Problem to solve |
Reproduce the astronomy glossary excerpt from "A black hole" to "supernova Astron.", substituting "star system" for "galaxy".

Excerpted passage |
===============
A fluid that is able to creep up at the walls of vessels and to overcome potential barriers.The term was first coined by the Soviet physicist P. Kapitsa in 1938. A superfluid can exhibit a range of unusual phenomena that defy logic. The most popular observation being able to creep up, against gravity, to the rim of a beaker and flows down the inner wall until the liquid level inside the beaker equals the level outside. The superfluid is said to have zero viscosity and infinite thermal conductivity. One example of superfluid is the helium II (He II), which is a fluid phase of helium cooled to 2.18 K or below at standard atmospheric pressure.

supermassive blackhole Astron.
A black hole with a mass much much greater than the most massive stars. It is thought that the central regions of almost every galaxy contain a supermassive black hole of a million solar masses (A solar mass is the mass of our Sun = 1.989 x 1030 kg) or more.

supernova Astron.
Massive outburst, signifying the death of a star. One of the most energetic events of the universe. At its peak, a supernova may become 15 000 000 times as luminous as the Sun. If it occurs in our galaxy, the Milky Way, a very dim star may suddenly (and temporarily) out-shine the rest of the stars. Basically, there are two types of supernovae. The type I is caused by the sudden onset of huge thermonuclear explosion. This usually occurs when the material from a companion star falls (accretion) at a slow rate onto the surface of a white dwarf. The gradual build up of materials causes the white dwarf to collapse and heat up as a whole until the entire star blows up. A faster rate may cause the infalling materials to explode all at once and hence a nova occurs instead.
===============
Recorded data |
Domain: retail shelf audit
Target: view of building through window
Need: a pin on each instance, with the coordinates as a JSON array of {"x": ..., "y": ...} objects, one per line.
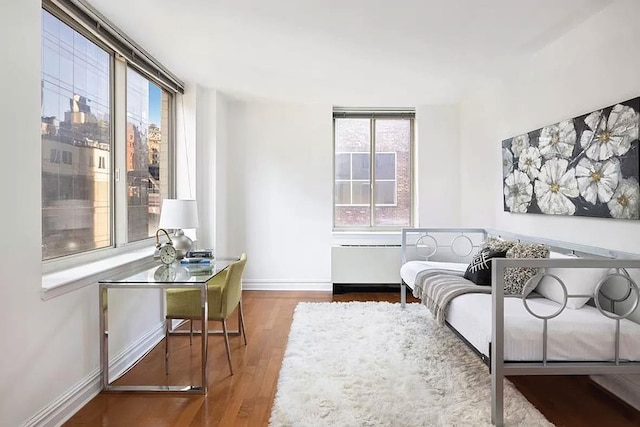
[
  {"x": 147, "y": 183},
  {"x": 76, "y": 141},
  {"x": 79, "y": 144},
  {"x": 372, "y": 198}
]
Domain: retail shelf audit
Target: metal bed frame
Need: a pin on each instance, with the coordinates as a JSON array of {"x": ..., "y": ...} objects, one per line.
[{"x": 590, "y": 257}]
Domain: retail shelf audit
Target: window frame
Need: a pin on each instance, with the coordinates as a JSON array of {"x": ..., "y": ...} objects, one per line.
[
  {"x": 351, "y": 180},
  {"x": 118, "y": 108},
  {"x": 373, "y": 115}
]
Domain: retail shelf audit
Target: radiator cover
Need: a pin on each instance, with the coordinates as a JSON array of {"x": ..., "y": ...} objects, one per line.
[{"x": 365, "y": 264}]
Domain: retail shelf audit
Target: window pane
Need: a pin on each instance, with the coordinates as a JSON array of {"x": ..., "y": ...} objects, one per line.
[
  {"x": 360, "y": 165},
  {"x": 361, "y": 191},
  {"x": 75, "y": 131},
  {"x": 147, "y": 154},
  {"x": 353, "y": 139},
  {"x": 393, "y": 172},
  {"x": 343, "y": 166},
  {"x": 385, "y": 166},
  {"x": 343, "y": 193},
  {"x": 385, "y": 192}
]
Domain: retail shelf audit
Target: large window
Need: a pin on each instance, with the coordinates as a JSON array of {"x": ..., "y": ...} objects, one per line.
[
  {"x": 372, "y": 180},
  {"x": 86, "y": 154},
  {"x": 147, "y": 136}
]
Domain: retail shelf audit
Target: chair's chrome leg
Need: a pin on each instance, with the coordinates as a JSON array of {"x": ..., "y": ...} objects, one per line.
[
  {"x": 241, "y": 322},
  {"x": 167, "y": 322},
  {"x": 226, "y": 343}
]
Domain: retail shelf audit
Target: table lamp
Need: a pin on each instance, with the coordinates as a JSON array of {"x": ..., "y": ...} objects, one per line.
[{"x": 178, "y": 214}]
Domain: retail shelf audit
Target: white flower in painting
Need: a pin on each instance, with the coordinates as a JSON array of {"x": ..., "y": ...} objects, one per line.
[
  {"x": 530, "y": 161},
  {"x": 612, "y": 136},
  {"x": 519, "y": 143},
  {"x": 557, "y": 140},
  {"x": 598, "y": 180},
  {"x": 517, "y": 191},
  {"x": 624, "y": 202},
  {"x": 554, "y": 186},
  {"x": 507, "y": 161}
]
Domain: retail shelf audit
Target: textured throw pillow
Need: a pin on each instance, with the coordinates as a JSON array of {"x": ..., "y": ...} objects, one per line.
[
  {"x": 479, "y": 270},
  {"x": 516, "y": 277},
  {"x": 578, "y": 281}
]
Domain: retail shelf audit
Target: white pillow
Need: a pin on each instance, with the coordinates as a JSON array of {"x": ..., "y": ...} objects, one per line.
[{"x": 578, "y": 281}]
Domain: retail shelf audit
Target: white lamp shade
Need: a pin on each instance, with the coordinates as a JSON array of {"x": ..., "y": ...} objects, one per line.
[{"x": 178, "y": 213}]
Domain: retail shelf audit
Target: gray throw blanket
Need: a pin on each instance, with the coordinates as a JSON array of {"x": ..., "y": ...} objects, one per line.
[{"x": 437, "y": 287}]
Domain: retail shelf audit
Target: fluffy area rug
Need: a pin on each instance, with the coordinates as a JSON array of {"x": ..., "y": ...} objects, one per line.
[{"x": 375, "y": 364}]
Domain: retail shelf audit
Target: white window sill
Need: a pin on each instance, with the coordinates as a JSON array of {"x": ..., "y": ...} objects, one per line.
[
  {"x": 70, "y": 279},
  {"x": 367, "y": 238}
]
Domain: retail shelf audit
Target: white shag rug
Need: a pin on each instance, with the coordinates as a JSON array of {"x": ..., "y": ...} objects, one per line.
[{"x": 375, "y": 364}]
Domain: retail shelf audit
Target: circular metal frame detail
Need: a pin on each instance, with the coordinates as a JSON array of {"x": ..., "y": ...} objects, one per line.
[
  {"x": 458, "y": 237},
  {"x": 539, "y": 277},
  {"x": 632, "y": 286},
  {"x": 624, "y": 298},
  {"x": 421, "y": 244}
]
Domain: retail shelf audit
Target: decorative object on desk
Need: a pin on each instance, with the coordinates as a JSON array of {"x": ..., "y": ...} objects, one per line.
[
  {"x": 165, "y": 273},
  {"x": 166, "y": 251},
  {"x": 178, "y": 214},
  {"x": 200, "y": 253},
  {"x": 585, "y": 166}
]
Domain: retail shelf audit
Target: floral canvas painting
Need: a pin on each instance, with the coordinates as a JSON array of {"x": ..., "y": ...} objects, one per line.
[{"x": 586, "y": 166}]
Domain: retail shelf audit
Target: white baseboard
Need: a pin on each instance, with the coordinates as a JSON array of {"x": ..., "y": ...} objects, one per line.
[
  {"x": 287, "y": 285},
  {"x": 626, "y": 388},
  {"x": 67, "y": 404}
]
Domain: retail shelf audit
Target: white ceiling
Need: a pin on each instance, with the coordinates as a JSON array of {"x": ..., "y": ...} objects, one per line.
[{"x": 346, "y": 52}]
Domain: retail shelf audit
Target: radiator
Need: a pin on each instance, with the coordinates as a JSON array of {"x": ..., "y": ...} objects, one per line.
[{"x": 365, "y": 264}]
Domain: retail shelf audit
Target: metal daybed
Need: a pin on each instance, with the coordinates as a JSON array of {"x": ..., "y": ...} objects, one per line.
[{"x": 603, "y": 337}]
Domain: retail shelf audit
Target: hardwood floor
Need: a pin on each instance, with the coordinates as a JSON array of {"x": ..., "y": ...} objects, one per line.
[{"x": 245, "y": 398}]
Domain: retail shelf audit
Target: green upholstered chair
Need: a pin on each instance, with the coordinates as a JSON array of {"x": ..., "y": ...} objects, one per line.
[{"x": 224, "y": 293}]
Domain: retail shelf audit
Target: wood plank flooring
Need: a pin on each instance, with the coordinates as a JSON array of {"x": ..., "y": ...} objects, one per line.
[{"x": 245, "y": 398}]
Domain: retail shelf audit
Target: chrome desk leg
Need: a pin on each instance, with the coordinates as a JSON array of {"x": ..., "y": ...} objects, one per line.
[
  {"x": 241, "y": 322},
  {"x": 205, "y": 338}
]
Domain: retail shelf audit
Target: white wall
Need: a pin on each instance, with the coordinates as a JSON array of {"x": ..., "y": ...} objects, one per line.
[
  {"x": 279, "y": 185},
  {"x": 280, "y": 192},
  {"x": 438, "y": 172},
  {"x": 593, "y": 66}
]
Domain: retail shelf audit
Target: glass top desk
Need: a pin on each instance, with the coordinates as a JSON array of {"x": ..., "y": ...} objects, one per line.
[{"x": 158, "y": 277}]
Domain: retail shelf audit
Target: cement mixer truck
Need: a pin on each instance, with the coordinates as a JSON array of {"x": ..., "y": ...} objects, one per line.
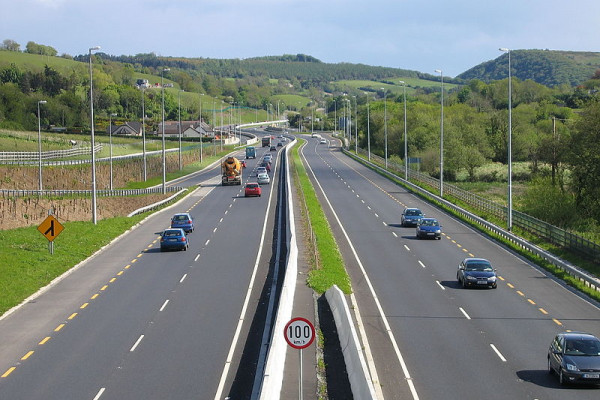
[{"x": 231, "y": 171}]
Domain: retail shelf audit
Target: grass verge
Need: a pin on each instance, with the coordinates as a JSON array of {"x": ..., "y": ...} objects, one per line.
[{"x": 329, "y": 268}]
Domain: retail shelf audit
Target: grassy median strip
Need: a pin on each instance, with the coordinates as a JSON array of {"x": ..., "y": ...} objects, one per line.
[{"x": 330, "y": 269}]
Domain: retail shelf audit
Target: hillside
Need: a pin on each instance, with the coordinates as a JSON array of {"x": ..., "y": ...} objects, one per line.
[{"x": 547, "y": 67}]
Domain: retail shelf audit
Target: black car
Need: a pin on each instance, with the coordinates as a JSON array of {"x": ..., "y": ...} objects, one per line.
[
  {"x": 174, "y": 239},
  {"x": 476, "y": 272},
  {"x": 575, "y": 357},
  {"x": 411, "y": 217}
]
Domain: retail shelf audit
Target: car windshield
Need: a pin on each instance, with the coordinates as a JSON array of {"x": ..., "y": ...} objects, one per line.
[
  {"x": 429, "y": 222},
  {"x": 478, "y": 266},
  {"x": 582, "y": 347},
  {"x": 413, "y": 213}
]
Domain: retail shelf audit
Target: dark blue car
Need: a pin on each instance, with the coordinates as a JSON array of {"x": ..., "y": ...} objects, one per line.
[
  {"x": 174, "y": 239},
  {"x": 183, "y": 221},
  {"x": 476, "y": 272},
  {"x": 411, "y": 217},
  {"x": 429, "y": 228}
]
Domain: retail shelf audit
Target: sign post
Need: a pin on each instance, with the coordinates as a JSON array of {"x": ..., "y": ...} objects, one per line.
[
  {"x": 299, "y": 334},
  {"x": 50, "y": 228}
]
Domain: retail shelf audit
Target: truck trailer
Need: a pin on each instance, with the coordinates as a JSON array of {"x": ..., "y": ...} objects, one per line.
[{"x": 231, "y": 171}]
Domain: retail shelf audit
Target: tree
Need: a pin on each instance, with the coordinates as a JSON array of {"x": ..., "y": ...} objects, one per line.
[
  {"x": 11, "y": 45},
  {"x": 585, "y": 161}
]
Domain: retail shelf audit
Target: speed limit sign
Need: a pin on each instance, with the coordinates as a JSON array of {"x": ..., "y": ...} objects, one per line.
[{"x": 299, "y": 333}]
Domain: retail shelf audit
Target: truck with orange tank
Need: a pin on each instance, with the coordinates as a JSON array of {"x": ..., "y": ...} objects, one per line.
[{"x": 231, "y": 171}]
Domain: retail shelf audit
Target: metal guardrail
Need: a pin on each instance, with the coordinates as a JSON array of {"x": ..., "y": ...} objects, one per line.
[{"x": 589, "y": 280}]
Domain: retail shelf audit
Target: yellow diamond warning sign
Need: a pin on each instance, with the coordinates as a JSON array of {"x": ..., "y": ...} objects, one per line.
[{"x": 50, "y": 228}]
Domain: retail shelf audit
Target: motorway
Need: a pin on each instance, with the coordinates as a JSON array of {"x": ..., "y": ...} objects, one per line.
[
  {"x": 137, "y": 323},
  {"x": 427, "y": 337}
]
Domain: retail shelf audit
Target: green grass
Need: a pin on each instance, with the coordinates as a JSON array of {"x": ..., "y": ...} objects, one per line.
[
  {"x": 286, "y": 100},
  {"x": 330, "y": 269},
  {"x": 397, "y": 88},
  {"x": 26, "y": 265}
]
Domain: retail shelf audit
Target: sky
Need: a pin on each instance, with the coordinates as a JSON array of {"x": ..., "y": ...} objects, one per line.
[{"x": 449, "y": 35}]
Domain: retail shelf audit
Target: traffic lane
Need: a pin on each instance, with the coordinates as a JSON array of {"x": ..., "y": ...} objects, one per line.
[
  {"x": 533, "y": 285},
  {"x": 452, "y": 270},
  {"x": 162, "y": 263},
  {"x": 24, "y": 328},
  {"x": 181, "y": 348},
  {"x": 410, "y": 300}
]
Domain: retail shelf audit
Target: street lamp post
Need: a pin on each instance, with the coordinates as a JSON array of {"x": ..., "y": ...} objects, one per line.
[
  {"x": 385, "y": 124},
  {"x": 201, "y": 142},
  {"x": 40, "y": 143},
  {"x": 144, "y": 136},
  {"x": 405, "y": 135},
  {"x": 179, "y": 130},
  {"x": 110, "y": 146},
  {"x": 509, "y": 213},
  {"x": 368, "y": 127},
  {"x": 164, "y": 155},
  {"x": 92, "y": 143},
  {"x": 439, "y": 71},
  {"x": 355, "y": 125}
]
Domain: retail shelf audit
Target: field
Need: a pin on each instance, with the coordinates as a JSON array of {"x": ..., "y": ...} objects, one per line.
[{"x": 396, "y": 89}]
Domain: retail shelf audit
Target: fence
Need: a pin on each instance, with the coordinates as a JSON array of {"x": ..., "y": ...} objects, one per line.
[
  {"x": 26, "y": 157},
  {"x": 86, "y": 193}
]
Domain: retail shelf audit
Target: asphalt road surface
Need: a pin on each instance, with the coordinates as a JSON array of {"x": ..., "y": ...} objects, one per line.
[
  {"x": 428, "y": 337},
  {"x": 137, "y": 323}
]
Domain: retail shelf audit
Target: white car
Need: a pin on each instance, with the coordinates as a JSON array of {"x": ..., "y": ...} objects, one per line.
[{"x": 263, "y": 179}]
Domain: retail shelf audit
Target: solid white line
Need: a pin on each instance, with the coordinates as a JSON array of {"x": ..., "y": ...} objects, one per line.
[
  {"x": 379, "y": 308},
  {"x": 164, "y": 305},
  {"x": 464, "y": 313},
  {"x": 136, "y": 343},
  {"x": 498, "y": 352},
  {"x": 99, "y": 393},
  {"x": 238, "y": 329}
]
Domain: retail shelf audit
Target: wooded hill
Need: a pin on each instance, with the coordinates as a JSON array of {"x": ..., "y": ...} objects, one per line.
[{"x": 546, "y": 67}]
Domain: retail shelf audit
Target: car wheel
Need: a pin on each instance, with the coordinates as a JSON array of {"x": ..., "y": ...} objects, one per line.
[{"x": 561, "y": 378}]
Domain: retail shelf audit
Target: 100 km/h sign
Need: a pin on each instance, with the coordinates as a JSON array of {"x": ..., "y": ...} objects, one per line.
[{"x": 299, "y": 333}]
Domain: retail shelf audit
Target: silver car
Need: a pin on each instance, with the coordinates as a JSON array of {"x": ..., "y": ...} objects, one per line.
[{"x": 263, "y": 179}]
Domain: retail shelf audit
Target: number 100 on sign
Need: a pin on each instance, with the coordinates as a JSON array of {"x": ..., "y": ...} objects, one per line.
===============
Final answer |
A black hole with a mass much much greater than the most massive stars. It is thought that the central regions of almost every star system contain a supermassive black hole of a million solar masses (A solar mass is the mass of our Sun = 1.989 x 1030 kg) or more.

supernova Astron.